The Nun, the Pickpocket and the French Prison August 29, 2017
Author: Beach Combing | in : Modern , trackbackBeach began to write about pickpockets some years ago because of their habit of attracting urban legends. However, he is ever more convinced that there are some good books to be written on the sly-fingered Victorian professionals who plagued London and Paris… Interestingly, English pickpockets were exported to France and the word ‘pickpocket’ was taken over into French.* Here was one who got caught: she had the nerve and ingenuity typical of her tribe.
The Paris correspondent of the Daily News writes of an English pickpocket, Miss Clay, alias Spencer, alias Wilson – having the bad luck to be taken with the manour the equivalent for which Littletonian expression is in modern French ‘the hand in the sack’ was some little time ago sentenced to three years’ imprisonment. In the female penitentiary of St. Larzare her conduct was described as exemplary. She knelt down devoutly to mass, very frequently communicated, and so gained the confidence of the Sisters of Charity in charge that after an unusually short period of probation she was allowed the run of the prison without being watched. Availing herself of this privilege, she slipped into one of the Sisters’ cells, and, speedily dressing herself in the costume of a nun, walked straight out into the street, the warders saluting her as she passed. She was not missed till three hours after her escape, and the efforts of the police to apprehend her have been hitherto unsuccessful. Being well known by her countrymen of the light-fingered fraternity domiciled in this metropolis, it is supposed that their gallantry has found means to send her to London.
Western Morning News, 24 Mar 1875
Other Victorian pickpocket stories: drbeachcombing At yahoo DOT com
*One late 19C report reports that a British policeman who had been sent over to liaise with the French police instead took bribes from British pickpockets in the French capital!

———

- Required work:
A. Reproduce the passage of the pickpocket article from "Western Morning News, 24" to "the French capital!".
B. In the pickpocket article, how long after her escape was Miss Clay first missed?

———

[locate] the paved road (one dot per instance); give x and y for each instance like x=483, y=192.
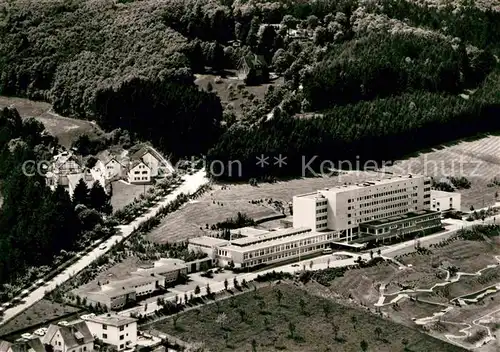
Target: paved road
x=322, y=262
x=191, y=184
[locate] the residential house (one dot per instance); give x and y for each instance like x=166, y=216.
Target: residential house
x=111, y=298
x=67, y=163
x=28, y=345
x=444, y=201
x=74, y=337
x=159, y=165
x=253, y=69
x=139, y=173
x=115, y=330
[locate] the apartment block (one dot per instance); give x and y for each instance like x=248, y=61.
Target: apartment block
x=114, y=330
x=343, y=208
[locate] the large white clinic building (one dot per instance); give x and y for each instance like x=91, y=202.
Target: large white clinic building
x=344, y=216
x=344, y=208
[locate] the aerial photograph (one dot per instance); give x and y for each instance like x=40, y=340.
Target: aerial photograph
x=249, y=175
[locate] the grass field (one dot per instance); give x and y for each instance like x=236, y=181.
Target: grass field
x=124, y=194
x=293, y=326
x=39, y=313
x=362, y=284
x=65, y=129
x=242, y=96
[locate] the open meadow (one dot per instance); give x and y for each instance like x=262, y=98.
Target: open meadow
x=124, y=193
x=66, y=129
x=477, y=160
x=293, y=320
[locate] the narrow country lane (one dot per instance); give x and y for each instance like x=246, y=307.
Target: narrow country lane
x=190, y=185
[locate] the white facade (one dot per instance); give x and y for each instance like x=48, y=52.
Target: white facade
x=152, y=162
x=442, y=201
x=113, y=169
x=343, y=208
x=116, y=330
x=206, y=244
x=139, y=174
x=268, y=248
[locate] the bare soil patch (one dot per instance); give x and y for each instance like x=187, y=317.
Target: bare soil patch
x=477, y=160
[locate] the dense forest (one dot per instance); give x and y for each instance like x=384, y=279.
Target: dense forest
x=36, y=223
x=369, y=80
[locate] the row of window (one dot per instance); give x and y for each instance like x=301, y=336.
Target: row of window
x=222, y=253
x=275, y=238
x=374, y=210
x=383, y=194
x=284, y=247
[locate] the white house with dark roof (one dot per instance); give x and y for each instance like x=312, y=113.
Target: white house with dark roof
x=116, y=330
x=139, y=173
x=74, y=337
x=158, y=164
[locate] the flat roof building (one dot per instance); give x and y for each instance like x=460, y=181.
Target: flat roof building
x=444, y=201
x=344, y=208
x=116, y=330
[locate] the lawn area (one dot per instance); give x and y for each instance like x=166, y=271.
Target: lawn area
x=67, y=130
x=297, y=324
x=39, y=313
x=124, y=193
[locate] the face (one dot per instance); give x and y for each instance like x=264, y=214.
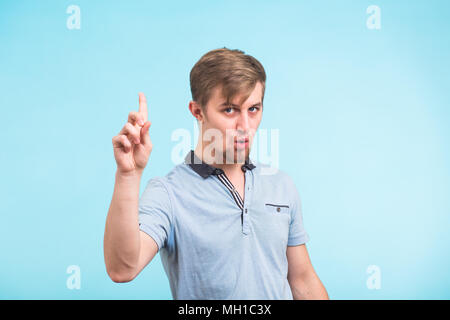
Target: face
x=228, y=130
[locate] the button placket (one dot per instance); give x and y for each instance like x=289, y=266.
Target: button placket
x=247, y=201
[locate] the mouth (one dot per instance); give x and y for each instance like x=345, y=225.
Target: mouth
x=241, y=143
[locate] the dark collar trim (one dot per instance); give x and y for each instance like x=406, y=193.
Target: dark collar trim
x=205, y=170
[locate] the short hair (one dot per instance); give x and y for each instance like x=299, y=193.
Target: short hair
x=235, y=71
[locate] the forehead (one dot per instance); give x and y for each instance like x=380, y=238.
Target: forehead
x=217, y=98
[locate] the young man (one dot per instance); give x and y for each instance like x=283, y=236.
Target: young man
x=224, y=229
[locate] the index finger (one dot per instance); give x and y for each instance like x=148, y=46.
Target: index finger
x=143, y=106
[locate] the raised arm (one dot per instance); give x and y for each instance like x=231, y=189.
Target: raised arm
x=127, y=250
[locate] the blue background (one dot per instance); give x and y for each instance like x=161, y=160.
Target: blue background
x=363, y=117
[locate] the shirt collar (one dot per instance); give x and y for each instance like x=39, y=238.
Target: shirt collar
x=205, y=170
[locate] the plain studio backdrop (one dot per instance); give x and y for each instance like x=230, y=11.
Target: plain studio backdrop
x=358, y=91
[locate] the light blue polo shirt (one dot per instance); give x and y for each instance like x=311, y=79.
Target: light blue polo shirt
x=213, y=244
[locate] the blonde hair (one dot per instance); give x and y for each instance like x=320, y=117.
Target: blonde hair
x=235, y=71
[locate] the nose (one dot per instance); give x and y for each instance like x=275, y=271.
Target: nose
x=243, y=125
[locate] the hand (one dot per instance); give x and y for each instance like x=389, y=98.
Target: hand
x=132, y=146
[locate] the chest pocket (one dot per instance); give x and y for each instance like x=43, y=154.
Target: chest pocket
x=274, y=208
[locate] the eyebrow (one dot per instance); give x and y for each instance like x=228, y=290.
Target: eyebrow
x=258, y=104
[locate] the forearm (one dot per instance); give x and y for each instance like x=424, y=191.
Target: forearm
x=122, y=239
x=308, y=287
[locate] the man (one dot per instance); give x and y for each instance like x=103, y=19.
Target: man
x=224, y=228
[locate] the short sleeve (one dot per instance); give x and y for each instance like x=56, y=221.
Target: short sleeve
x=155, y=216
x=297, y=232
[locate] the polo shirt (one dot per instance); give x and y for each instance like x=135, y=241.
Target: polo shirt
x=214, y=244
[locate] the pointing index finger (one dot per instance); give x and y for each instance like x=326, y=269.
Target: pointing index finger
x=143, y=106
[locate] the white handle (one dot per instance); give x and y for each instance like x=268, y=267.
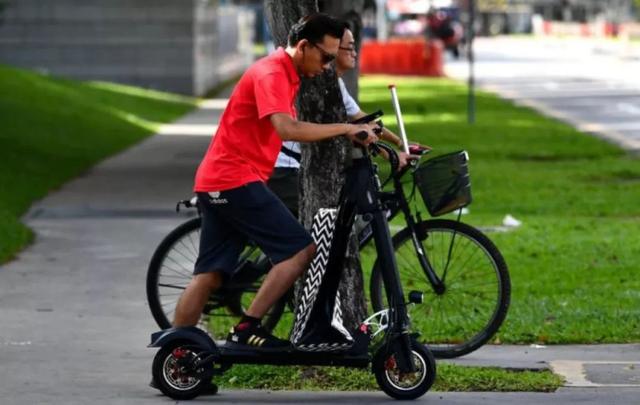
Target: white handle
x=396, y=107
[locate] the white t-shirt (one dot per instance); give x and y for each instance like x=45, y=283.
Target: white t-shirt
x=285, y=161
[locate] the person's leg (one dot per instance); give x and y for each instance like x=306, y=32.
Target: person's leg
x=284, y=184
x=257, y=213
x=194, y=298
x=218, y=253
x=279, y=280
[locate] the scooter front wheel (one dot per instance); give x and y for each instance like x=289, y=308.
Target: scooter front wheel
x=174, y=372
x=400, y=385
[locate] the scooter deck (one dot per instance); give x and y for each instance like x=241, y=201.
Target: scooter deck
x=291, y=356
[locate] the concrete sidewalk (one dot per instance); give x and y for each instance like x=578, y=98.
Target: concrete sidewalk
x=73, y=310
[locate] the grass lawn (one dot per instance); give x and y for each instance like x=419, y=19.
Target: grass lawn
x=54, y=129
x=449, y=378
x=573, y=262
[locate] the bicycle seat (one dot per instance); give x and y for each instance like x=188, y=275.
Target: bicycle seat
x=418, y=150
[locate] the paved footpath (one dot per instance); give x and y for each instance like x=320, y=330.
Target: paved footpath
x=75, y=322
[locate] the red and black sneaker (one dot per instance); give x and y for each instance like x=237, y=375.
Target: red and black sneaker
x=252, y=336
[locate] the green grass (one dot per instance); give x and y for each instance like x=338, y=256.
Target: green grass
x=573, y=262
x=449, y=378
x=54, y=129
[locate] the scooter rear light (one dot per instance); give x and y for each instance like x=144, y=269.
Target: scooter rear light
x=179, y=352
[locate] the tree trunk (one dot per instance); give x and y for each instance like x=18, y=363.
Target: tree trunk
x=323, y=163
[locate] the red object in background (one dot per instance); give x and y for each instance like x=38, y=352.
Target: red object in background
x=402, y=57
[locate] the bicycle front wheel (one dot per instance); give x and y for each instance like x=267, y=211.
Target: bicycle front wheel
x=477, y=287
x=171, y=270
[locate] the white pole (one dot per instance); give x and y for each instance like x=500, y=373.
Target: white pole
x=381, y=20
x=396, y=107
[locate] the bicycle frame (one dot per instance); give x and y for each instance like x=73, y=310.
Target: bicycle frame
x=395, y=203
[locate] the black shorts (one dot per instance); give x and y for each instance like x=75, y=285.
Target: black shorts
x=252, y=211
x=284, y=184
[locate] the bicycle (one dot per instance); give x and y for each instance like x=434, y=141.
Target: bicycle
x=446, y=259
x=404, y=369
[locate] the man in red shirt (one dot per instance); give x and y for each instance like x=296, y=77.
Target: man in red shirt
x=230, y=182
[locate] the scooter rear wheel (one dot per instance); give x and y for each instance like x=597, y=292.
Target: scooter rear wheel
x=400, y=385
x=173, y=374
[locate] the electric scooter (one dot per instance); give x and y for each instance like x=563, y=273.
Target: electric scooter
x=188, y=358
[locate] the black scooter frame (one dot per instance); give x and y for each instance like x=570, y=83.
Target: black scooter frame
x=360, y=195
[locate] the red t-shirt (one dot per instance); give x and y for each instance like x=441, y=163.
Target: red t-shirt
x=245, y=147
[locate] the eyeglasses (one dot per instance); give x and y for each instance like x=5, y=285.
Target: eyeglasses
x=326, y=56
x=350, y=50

———

- Responses for each task:
A.
Western Morning News, 24 Mar 1875
Other Victorian pickpocket stories: drbeachcombing At yahoo DOT com
*One late 19C report reports that a British policeman who had been sent over to liaise with the French police instead took bribes from British pickpockets in the French capital!

B. Three hours.